## begin
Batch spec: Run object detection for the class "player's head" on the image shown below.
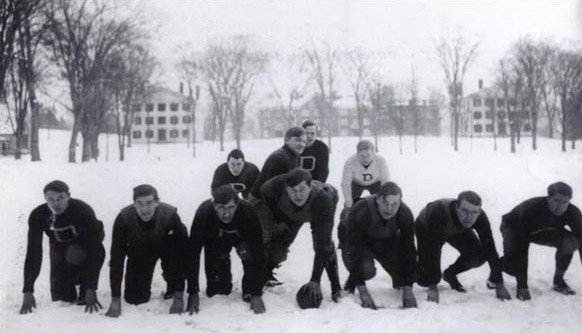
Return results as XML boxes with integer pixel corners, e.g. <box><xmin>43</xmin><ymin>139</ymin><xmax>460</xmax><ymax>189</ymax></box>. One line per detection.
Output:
<box><xmin>456</xmin><ymin>191</ymin><xmax>482</xmax><ymax>228</ymax></box>
<box><xmin>356</xmin><ymin>140</ymin><xmax>374</xmax><ymax>165</ymax></box>
<box><xmin>43</xmin><ymin>180</ymin><xmax>71</xmax><ymax>215</ymax></box>
<box><xmin>285</xmin><ymin>168</ymin><xmax>311</xmax><ymax>207</ymax></box>
<box><xmin>226</xmin><ymin>149</ymin><xmax>245</xmax><ymax>176</ymax></box>
<box><xmin>133</xmin><ymin>184</ymin><xmax>160</xmax><ymax>222</ymax></box>
<box><xmin>548</xmin><ymin>182</ymin><xmax>572</xmax><ymax>216</ymax></box>
<box><xmin>376</xmin><ymin>182</ymin><xmax>402</xmax><ymax>219</ymax></box>
<box><xmin>301</xmin><ymin>120</ymin><xmax>317</xmax><ymax>147</ymax></box>
<box><xmin>285</xmin><ymin>126</ymin><xmax>307</xmax><ymax>155</ymax></box>
<box><xmin>212</xmin><ymin>185</ymin><xmax>240</xmax><ymax>223</ymax></box>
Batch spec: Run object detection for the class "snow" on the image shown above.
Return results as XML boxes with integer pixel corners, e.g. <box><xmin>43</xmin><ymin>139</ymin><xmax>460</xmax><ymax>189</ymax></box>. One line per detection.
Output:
<box><xmin>0</xmin><ymin>130</ymin><xmax>582</xmax><ymax>333</ymax></box>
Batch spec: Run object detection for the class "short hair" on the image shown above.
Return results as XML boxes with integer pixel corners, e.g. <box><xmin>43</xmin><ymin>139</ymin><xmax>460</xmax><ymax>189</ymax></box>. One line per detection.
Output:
<box><xmin>301</xmin><ymin>119</ymin><xmax>317</xmax><ymax>128</ymax></box>
<box><xmin>285</xmin><ymin>126</ymin><xmax>305</xmax><ymax>141</ymax></box>
<box><xmin>548</xmin><ymin>182</ymin><xmax>572</xmax><ymax>199</ymax></box>
<box><xmin>285</xmin><ymin>168</ymin><xmax>312</xmax><ymax>187</ymax></box>
<box><xmin>42</xmin><ymin>180</ymin><xmax>69</xmax><ymax>194</ymax></box>
<box><xmin>378</xmin><ymin>182</ymin><xmax>402</xmax><ymax>198</ymax></box>
<box><xmin>356</xmin><ymin>140</ymin><xmax>374</xmax><ymax>151</ymax></box>
<box><xmin>226</xmin><ymin>148</ymin><xmax>245</xmax><ymax>161</ymax></box>
<box><xmin>457</xmin><ymin>191</ymin><xmax>483</xmax><ymax>206</ymax></box>
<box><xmin>133</xmin><ymin>184</ymin><xmax>160</xmax><ymax>201</ymax></box>
<box><xmin>212</xmin><ymin>184</ymin><xmax>239</xmax><ymax>204</ymax></box>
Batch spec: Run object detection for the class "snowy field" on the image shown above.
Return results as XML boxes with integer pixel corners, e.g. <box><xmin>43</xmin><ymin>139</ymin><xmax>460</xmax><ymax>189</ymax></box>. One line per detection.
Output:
<box><xmin>0</xmin><ymin>131</ymin><xmax>582</xmax><ymax>333</ymax></box>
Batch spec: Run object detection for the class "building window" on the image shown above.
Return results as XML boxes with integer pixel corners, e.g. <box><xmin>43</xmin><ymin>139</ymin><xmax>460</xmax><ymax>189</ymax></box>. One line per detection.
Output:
<box><xmin>158</xmin><ymin>128</ymin><xmax>166</xmax><ymax>141</ymax></box>
<box><xmin>497</xmin><ymin>122</ymin><xmax>507</xmax><ymax>135</ymax></box>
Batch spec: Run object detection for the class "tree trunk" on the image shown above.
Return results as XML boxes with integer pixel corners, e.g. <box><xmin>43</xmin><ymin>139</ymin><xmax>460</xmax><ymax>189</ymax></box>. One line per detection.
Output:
<box><xmin>69</xmin><ymin>118</ymin><xmax>79</xmax><ymax>163</ymax></box>
<box><xmin>30</xmin><ymin>99</ymin><xmax>40</xmax><ymax>162</ymax></box>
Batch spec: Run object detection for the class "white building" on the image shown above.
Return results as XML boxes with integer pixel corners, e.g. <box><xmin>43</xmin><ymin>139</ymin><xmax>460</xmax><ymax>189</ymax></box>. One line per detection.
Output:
## end
Copy the data exactly. Any picture it contains is to be omitted.

Batch spec: Run object detection for the class "player's head" on the image shown below.
Return results as XML boxes with integer pixel corners, e.g. <box><xmin>43</xmin><ymin>139</ymin><xmax>460</xmax><ymax>189</ymax></box>. One line per detection.
Output:
<box><xmin>456</xmin><ymin>191</ymin><xmax>482</xmax><ymax>228</ymax></box>
<box><xmin>356</xmin><ymin>140</ymin><xmax>374</xmax><ymax>165</ymax></box>
<box><xmin>43</xmin><ymin>180</ymin><xmax>71</xmax><ymax>215</ymax></box>
<box><xmin>285</xmin><ymin>168</ymin><xmax>311</xmax><ymax>207</ymax></box>
<box><xmin>226</xmin><ymin>149</ymin><xmax>245</xmax><ymax>176</ymax></box>
<box><xmin>133</xmin><ymin>184</ymin><xmax>160</xmax><ymax>222</ymax></box>
<box><xmin>548</xmin><ymin>182</ymin><xmax>572</xmax><ymax>216</ymax></box>
<box><xmin>376</xmin><ymin>182</ymin><xmax>402</xmax><ymax>219</ymax></box>
<box><xmin>301</xmin><ymin>120</ymin><xmax>317</xmax><ymax>147</ymax></box>
<box><xmin>285</xmin><ymin>126</ymin><xmax>307</xmax><ymax>155</ymax></box>
<box><xmin>212</xmin><ymin>185</ymin><xmax>240</xmax><ymax>223</ymax></box>
Batch spec: Run object detection for the class "snow" on the image shown above.
Return results as XML boxes with integer pixel corners, e.g. <box><xmin>43</xmin><ymin>139</ymin><xmax>460</xmax><ymax>189</ymax></box>. One line per detection.
Output:
<box><xmin>0</xmin><ymin>130</ymin><xmax>582</xmax><ymax>333</ymax></box>
Batch spec: Run object detection for the class "short hair" on the image shown above.
Return results as XML boxes with integer pixel corners, e.g. <box><xmin>43</xmin><ymin>139</ymin><xmax>460</xmax><ymax>189</ymax></box>. One line per detection.
Output:
<box><xmin>301</xmin><ymin>119</ymin><xmax>317</xmax><ymax>128</ymax></box>
<box><xmin>285</xmin><ymin>126</ymin><xmax>305</xmax><ymax>141</ymax></box>
<box><xmin>548</xmin><ymin>182</ymin><xmax>572</xmax><ymax>199</ymax></box>
<box><xmin>285</xmin><ymin>168</ymin><xmax>312</xmax><ymax>187</ymax></box>
<box><xmin>42</xmin><ymin>180</ymin><xmax>69</xmax><ymax>194</ymax></box>
<box><xmin>378</xmin><ymin>182</ymin><xmax>402</xmax><ymax>198</ymax></box>
<box><xmin>356</xmin><ymin>140</ymin><xmax>374</xmax><ymax>151</ymax></box>
<box><xmin>226</xmin><ymin>148</ymin><xmax>245</xmax><ymax>161</ymax></box>
<box><xmin>457</xmin><ymin>191</ymin><xmax>483</xmax><ymax>206</ymax></box>
<box><xmin>133</xmin><ymin>184</ymin><xmax>160</xmax><ymax>201</ymax></box>
<box><xmin>212</xmin><ymin>184</ymin><xmax>239</xmax><ymax>204</ymax></box>
Batch spec: Run object detection for the class "snowy field" on the image shown above.
Return results as XML boxes with integer pixel corners, e.g. <box><xmin>43</xmin><ymin>139</ymin><xmax>460</xmax><ymax>189</ymax></box>. One line per detection.
Output:
<box><xmin>0</xmin><ymin>131</ymin><xmax>582</xmax><ymax>333</ymax></box>
Batch spec: Run object detection for the class "building window" on the image shown above.
Return results as XML boxes with integer pixel corners, e.g. <box><xmin>43</xmin><ymin>139</ymin><xmax>460</xmax><ymax>189</ymax></box>. One line per detection.
Output:
<box><xmin>158</xmin><ymin>128</ymin><xmax>166</xmax><ymax>141</ymax></box>
<box><xmin>497</xmin><ymin>122</ymin><xmax>507</xmax><ymax>135</ymax></box>
Batch spec: Run object detection for the class "tree trunk" on the image shown above.
Return results as XML boxes with integer pixel corners, e.g. <box><xmin>43</xmin><ymin>139</ymin><xmax>460</xmax><ymax>189</ymax></box>. One line per detection.
Output:
<box><xmin>69</xmin><ymin>118</ymin><xmax>79</xmax><ymax>163</ymax></box>
<box><xmin>30</xmin><ymin>99</ymin><xmax>40</xmax><ymax>162</ymax></box>
Batch spec: Run object detection for the class "white building" on the image shown above.
Return results as XML boxes with integer pixel corners, e.g. <box><xmin>43</xmin><ymin>139</ymin><xmax>460</xmax><ymax>189</ymax></box>. One line per detection.
Output:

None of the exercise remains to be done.